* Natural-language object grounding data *
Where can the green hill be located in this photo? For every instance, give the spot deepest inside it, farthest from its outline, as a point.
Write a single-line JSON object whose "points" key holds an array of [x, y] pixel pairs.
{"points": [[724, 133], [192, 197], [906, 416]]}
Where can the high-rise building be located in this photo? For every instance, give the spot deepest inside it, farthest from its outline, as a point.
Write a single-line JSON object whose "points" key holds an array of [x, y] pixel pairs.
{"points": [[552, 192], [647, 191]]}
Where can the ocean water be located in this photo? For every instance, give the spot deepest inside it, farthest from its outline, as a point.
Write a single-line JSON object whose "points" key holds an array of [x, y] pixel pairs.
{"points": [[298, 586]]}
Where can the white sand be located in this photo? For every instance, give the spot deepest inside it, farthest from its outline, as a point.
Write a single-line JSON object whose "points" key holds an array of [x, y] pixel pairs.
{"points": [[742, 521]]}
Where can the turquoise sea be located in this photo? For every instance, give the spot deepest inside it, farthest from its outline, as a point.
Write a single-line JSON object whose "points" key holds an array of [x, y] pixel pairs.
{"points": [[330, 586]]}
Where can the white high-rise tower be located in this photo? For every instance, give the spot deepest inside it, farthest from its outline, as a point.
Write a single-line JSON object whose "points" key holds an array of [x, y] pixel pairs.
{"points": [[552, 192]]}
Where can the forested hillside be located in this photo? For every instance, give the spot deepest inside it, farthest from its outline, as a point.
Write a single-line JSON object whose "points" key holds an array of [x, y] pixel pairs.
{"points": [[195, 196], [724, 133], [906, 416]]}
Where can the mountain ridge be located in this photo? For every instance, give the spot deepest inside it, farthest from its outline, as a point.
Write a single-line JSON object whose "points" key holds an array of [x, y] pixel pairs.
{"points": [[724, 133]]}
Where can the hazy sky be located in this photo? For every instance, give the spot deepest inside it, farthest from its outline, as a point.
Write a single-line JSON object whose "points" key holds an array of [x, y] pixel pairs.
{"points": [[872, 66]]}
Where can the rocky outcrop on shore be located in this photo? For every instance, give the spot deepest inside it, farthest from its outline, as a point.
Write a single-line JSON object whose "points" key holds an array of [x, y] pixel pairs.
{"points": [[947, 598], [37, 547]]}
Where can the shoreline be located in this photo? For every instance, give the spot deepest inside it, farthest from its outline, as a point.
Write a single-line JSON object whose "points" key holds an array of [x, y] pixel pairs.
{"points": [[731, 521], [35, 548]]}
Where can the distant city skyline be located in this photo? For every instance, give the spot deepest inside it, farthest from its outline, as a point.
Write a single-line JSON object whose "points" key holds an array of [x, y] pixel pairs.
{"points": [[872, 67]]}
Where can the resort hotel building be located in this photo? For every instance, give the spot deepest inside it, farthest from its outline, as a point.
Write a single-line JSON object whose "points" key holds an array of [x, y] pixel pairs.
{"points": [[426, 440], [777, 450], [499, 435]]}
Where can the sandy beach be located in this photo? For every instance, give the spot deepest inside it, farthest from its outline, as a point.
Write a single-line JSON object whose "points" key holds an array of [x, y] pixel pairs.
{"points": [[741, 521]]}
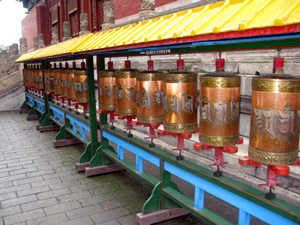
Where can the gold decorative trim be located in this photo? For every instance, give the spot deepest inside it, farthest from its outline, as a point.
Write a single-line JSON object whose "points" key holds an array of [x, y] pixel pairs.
{"points": [[273, 158], [149, 76], [82, 100], [71, 96], [182, 77], [108, 107], [126, 74], [150, 119], [80, 72], [103, 74], [276, 85], [180, 128], [126, 112], [219, 140], [220, 82], [69, 71]]}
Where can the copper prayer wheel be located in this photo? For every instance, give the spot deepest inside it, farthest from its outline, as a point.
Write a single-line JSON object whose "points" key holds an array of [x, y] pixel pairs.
{"points": [[25, 76], [33, 74], [149, 87], [47, 75], [180, 90], [39, 78], [81, 86], [125, 92], [107, 89], [57, 81], [219, 109], [274, 136], [64, 82], [51, 80], [71, 84]]}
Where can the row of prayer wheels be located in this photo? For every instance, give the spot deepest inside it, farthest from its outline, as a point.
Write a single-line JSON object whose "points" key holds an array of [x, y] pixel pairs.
{"points": [[33, 78], [69, 83], [157, 97]]}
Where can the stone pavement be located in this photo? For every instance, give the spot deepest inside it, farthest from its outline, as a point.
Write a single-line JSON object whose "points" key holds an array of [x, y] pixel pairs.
{"points": [[39, 184]]}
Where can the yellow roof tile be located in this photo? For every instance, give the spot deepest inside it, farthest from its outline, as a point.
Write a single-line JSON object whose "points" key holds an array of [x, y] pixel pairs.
{"points": [[229, 15]]}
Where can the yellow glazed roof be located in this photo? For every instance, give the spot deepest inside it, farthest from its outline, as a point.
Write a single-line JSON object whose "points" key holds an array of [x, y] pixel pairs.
{"points": [[27, 56], [226, 16]]}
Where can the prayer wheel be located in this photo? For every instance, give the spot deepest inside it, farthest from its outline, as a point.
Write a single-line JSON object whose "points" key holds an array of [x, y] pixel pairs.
{"points": [[219, 109], [107, 89], [33, 74], [180, 90], [64, 82], [52, 80], [149, 87], [39, 78], [125, 88], [25, 70], [71, 84], [81, 86], [274, 136], [57, 81], [47, 76]]}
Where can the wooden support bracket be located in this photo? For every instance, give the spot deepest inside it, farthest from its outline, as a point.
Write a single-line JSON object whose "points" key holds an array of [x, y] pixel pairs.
{"points": [[159, 216], [33, 117], [102, 170], [80, 167], [49, 128], [65, 142]]}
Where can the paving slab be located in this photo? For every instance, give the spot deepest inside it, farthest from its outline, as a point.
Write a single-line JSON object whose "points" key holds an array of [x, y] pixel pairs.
{"points": [[39, 183]]}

* Problem description *
Lines that hold the word "prayer" are the ones to copy from the entries above.

* Your solution *
Where can the copper prayer wheel be located in this photo? For every instance, give the spot deepest inside it, farthest from its outline, as a point.
Where can the row of prayer wheels be located in this photo? For every instance, give the spot deepest inside it, farthest from its outline, as a point.
Where can the prayer wheel be located in this photo? For every instance, give the spot deepest inside it, farthest from its outline, as a point.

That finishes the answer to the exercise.